### 题目
根据所给文本,《诺丁山》由谁主演?

### 所给文本

续小小资:              看《诺丁山》后谈起
好莱坞的烂片真是浪费人的时间啊,尽管《诺丁山》有所谓大嘴美女朱利亚·罗伯特主演。
对她一直不看好。不知道美国丽人怎么越来越丑了,与三四十年代那种东方面孔般纯净的褒曼啊、赫本啊那种脸部简直截然不同,不在同一档次。那种黑白片中的女人,美得像四十年代上海年历牌上那种东方女人一般雅淑、温柔(周璇,胡蝶),但又挑逗你梦想对她们侵犯。于是,从这个美国丑女,想到了中国美女。在此先声明,各位影视班同学,可千万不要以为我是在针对什么人而言。此纯属一家之言而已。

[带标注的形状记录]
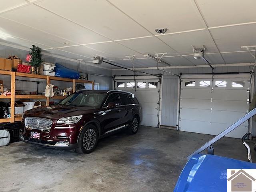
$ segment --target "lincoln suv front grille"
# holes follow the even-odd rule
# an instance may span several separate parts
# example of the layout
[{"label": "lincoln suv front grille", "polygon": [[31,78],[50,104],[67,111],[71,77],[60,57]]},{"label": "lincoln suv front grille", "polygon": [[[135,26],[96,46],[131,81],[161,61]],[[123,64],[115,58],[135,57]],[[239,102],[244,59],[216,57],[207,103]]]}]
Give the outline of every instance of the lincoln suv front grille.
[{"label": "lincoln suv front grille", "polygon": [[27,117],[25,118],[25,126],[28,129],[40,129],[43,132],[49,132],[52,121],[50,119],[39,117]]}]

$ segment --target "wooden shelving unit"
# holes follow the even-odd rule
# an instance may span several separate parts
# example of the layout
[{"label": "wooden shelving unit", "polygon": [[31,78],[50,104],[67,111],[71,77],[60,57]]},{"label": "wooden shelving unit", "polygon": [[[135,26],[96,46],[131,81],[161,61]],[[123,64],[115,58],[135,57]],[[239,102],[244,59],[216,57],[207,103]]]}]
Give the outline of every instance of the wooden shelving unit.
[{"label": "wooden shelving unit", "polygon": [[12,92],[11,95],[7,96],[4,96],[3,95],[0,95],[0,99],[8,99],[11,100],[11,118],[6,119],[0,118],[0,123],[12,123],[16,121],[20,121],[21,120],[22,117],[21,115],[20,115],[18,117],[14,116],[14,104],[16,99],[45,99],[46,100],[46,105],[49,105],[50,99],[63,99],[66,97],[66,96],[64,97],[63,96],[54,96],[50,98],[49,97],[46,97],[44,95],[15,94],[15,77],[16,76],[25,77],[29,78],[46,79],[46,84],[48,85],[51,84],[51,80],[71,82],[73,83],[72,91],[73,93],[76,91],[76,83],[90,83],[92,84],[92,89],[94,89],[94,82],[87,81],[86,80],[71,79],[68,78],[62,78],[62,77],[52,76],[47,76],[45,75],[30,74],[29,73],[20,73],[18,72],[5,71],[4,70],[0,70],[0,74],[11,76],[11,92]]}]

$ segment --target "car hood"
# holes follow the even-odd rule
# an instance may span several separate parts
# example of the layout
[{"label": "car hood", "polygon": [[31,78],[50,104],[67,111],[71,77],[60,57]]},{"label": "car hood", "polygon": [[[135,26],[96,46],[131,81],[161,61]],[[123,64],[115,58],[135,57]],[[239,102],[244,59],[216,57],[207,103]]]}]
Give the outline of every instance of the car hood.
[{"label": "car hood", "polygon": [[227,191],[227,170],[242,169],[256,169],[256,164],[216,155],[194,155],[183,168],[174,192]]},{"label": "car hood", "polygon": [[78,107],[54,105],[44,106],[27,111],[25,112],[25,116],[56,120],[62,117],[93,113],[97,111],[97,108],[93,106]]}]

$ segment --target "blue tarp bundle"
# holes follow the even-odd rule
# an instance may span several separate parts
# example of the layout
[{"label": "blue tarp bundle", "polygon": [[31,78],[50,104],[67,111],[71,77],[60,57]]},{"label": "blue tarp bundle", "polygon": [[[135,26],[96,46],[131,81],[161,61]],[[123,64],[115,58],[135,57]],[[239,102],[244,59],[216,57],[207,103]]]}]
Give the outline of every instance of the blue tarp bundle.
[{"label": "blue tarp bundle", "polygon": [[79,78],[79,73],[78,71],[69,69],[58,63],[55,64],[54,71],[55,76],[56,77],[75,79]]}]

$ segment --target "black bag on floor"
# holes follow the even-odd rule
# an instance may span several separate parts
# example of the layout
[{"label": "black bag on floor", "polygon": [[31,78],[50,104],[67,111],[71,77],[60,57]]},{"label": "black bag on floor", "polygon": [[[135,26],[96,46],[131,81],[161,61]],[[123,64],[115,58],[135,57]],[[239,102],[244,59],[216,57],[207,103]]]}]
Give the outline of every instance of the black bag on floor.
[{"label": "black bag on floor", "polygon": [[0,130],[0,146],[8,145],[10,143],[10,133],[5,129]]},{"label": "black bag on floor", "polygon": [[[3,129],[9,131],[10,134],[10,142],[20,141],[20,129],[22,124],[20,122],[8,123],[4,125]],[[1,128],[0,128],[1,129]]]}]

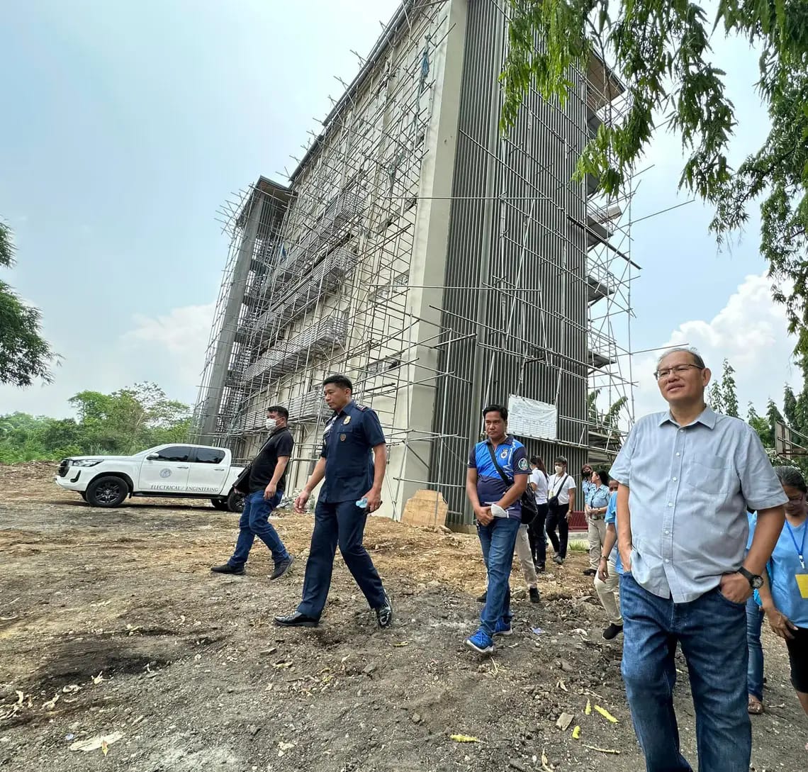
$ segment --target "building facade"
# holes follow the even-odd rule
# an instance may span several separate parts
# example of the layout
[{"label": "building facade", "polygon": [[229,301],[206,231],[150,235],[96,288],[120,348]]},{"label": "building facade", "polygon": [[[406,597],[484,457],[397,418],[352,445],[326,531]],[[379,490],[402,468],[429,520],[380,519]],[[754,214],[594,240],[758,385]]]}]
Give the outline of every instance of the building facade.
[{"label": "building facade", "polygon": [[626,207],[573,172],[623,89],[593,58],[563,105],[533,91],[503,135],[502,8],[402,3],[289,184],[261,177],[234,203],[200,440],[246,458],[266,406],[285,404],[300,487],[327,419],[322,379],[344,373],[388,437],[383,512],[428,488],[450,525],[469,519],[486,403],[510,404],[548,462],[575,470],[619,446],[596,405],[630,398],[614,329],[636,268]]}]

### 回答
朱利亚·罗伯特。